**What the task asks:** Search each line below for "rear", then return the lines where it appears.

[Referring expression pointing data]
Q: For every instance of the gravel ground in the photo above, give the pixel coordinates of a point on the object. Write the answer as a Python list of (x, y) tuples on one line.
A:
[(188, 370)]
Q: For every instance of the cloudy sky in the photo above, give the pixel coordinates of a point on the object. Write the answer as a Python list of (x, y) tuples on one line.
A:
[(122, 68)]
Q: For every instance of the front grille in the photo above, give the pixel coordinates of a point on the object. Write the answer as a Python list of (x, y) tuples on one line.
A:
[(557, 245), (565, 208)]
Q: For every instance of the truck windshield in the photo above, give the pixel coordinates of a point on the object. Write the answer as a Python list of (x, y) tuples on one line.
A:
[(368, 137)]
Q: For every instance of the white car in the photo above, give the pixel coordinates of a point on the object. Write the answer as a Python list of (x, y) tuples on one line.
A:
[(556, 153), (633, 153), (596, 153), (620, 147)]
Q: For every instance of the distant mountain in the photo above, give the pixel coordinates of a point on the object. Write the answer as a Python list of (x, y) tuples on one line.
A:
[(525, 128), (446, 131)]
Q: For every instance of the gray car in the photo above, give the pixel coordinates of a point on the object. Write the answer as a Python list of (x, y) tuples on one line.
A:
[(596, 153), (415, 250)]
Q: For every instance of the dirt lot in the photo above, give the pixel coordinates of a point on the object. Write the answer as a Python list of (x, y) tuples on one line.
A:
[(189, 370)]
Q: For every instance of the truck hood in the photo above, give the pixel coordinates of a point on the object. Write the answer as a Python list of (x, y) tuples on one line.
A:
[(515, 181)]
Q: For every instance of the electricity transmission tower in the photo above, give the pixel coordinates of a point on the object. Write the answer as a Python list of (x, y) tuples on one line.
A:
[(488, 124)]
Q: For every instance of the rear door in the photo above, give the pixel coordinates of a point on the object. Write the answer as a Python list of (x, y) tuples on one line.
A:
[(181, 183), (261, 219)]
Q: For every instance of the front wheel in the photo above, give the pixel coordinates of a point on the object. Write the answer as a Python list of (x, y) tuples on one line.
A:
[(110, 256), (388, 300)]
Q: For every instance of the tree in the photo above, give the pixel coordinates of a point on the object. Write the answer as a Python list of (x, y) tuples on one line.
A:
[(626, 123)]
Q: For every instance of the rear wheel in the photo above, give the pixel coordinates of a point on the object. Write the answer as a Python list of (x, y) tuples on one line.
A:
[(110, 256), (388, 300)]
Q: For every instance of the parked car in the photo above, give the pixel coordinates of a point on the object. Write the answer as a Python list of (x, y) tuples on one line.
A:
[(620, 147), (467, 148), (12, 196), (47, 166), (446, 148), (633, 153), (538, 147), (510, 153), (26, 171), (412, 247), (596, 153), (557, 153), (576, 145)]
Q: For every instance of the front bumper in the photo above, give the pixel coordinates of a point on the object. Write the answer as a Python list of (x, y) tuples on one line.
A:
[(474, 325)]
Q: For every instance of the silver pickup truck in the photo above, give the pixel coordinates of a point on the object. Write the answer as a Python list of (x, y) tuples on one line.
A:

**Solution to the exercise:**
Q: For every instance of the rear door in the photo above, give the pixel coordinates of a point on the object. Write the answer as a Python list of (x, y) tuples on one line.
Q: For every instance of the rear wheel in the photo above, give the pixel coordinates of a point on the object. Write the answer as a Python list of (x, y) tuples on one line.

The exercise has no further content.